PROBLEM REQUIREMENTS:
Pictures should not appear in the copy; the records themselves must be written out exactly.

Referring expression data
================================

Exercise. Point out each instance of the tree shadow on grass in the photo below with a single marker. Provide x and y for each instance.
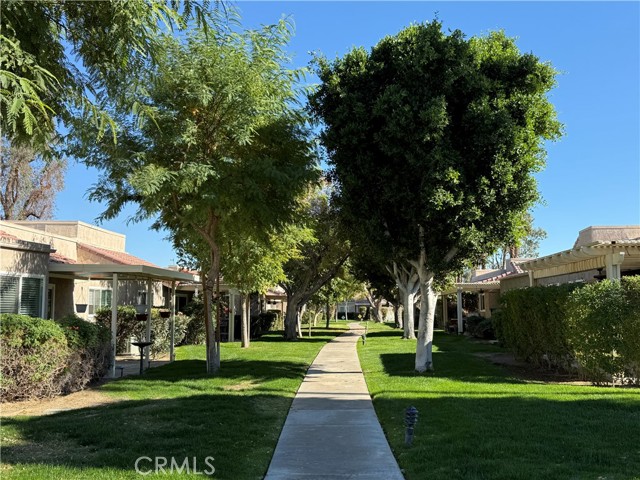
(90, 440)
(514, 437)
(460, 367)
(256, 371)
(317, 335)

================================

WRITTEN ANSWER:
Exercise. Point out each instance of the tree shadow on grass in the photo below with a single marker. Provide x and y for each instance.
(90, 440)
(514, 437)
(460, 367)
(256, 371)
(317, 335)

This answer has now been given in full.